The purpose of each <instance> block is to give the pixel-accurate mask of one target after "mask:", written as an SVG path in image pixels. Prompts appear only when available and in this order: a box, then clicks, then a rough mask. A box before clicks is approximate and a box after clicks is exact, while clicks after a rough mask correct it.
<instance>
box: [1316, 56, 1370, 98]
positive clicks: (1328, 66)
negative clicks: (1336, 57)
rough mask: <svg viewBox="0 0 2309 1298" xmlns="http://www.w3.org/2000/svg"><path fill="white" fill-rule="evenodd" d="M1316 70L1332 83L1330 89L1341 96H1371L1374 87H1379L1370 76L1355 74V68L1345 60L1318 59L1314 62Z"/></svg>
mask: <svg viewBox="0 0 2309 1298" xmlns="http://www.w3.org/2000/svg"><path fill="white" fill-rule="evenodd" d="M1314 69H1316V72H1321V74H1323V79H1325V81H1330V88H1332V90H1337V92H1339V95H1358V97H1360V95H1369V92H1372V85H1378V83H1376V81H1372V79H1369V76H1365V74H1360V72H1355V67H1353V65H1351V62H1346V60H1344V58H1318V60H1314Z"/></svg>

-*-

■ Work to complete
Rewrite the records above with every occurrence of "rough mask" changed to "coarse mask", leaving all other text as it stands.

■ Answer section
The purpose of each <instance> block is to give the pixel-accurate mask of one target after "mask:", written as an SVG path in image pixels. Prompts appear only when available and in this order: a box, then clicks, then a coarse mask. A box before clicks is approximate and a box after clicks is exact, while clicks after a coarse mask correct it.
<instance>
box: [1316, 56, 1370, 98]
positive clicks: (1328, 66)
negative clicks: (1336, 57)
coarse mask: <svg viewBox="0 0 2309 1298" xmlns="http://www.w3.org/2000/svg"><path fill="white" fill-rule="evenodd" d="M1316 70L1332 83L1330 89L1341 96H1371L1374 87H1379L1370 76L1355 74V68L1345 60L1318 59L1314 62Z"/></svg>
mask: <svg viewBox="0 0 2309 1298" xmlns="http://www.w3.org/2000/svg"><path fill="white" fill-rule="evenodd" d="M1314 69H1316V72H1321V74H1323V79H1325V81H1330V88H1332V90H1337V92H1339V95H1358V97H1360V95H1369V92H1372V85H1378V83H1376V81H1372V79H1369V76H1365V74H1360V72H1355V67H1353V65H1351V62H1346V60H1344V58H1318V60H1314Z"/></svg>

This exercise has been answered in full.